> **What you are asked to do**
The response should consist of every line below, unchanged.

> **Material provided**
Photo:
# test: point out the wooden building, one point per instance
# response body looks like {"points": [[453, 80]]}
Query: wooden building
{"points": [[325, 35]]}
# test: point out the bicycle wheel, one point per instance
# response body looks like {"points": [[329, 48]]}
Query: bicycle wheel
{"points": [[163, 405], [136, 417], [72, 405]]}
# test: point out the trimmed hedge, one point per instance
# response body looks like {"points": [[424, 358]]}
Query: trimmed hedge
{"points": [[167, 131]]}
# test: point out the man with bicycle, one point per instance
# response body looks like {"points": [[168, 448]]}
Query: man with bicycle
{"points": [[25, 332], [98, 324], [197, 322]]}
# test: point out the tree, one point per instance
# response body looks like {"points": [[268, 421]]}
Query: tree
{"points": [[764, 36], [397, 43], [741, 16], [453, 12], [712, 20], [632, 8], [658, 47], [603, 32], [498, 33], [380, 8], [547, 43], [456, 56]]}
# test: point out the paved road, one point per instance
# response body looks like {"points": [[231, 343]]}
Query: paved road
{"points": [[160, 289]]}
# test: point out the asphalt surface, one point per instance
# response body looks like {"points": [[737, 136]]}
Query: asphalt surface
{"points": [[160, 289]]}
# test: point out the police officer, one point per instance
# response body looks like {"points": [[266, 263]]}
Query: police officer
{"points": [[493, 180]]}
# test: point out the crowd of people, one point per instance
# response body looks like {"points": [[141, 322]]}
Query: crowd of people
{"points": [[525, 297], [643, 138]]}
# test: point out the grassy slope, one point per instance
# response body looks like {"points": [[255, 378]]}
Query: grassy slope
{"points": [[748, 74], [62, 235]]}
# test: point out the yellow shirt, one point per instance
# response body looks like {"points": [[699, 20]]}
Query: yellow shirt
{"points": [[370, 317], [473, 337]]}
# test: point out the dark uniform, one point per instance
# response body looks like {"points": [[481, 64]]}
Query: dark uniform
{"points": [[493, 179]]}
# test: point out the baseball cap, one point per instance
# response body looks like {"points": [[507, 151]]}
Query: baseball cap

> **Reply**
Photo:
# test: point out the wooden building, one point per instance
# response body looks like {"points": [[453, 80]]}
Query: wooden building
{"points": [[325, 35]]}
# test: point out the bicycle wheel, one point per instance
# response body looks like {"points": [[329, 48]]}
Query: bicycle wheel
{"points": [[163, 405], [136, 417], [72, 405]]}
# test: point out the trimmed hedge, one point per instance
# response body looks like {"points": [[424, 358]]}
Query: trimmed hedge
{"points": [[167, 131]]}
# test: point out the man with bicycle, one point per instance
# response body looks like {"points": [[168, 448]]}
Query: man with bicycle
{"points": [[25, 332], [98, 324], [197, 322]]}
# test: point out the tree, one point per instance
# response body looks like {"points": [[268, 421]]}
Query: tree
{"points": [[764, 36], [397, 43], [741, 16], [453, 12], [712, 20], [632, 8], [658, 47], [603, 32], [498, 33], [380, 8], [547, 43], [456, 56]]}
# test: point out the paved road, one point per instance
# response body looks like {"points": [[231, 343]]}
Query: paved road
{"points": [[160, 289]]}
# test: point out the asphalt surface, one point per instance
# response body looks like {"points": [[737, 136]]}
Query: asphalt surface
{"points": [[160, 289]]}
# test: point out the police officer, one point per instance
# response body looks like {"points": [[266, 263]]}
Query: police officer
{"points": [[493, 180]]}
# test: point out the crowd of people, one point per instance
# response body looks like {"points": [[141, 322]]}
Query: crowd of people
{"points": [[525, 297], [643, 138]]}
# test: point out the grassy slope, one point per instance
# response body looks like {"points": [[255, 378]]}
Query: grassy slope
{"points": [[748, 74], [62, 235]]}
# test: point out the yellow shirt, one point per instance
# response body looks like {"points": [[699, 20]]}
Query: yellow shirt
{"points": [[370, 317], [473, 337]]}
# test: point out the dark uniform, one point per instance
# response body looks like {"points": [[481, 64]]}
Query: dark uniform
{"points": [[493, 179]]}
# test: point out the baseball cap, one point per instance
# response body looks like {"points": [[507, 151]]}
Query: baseball cap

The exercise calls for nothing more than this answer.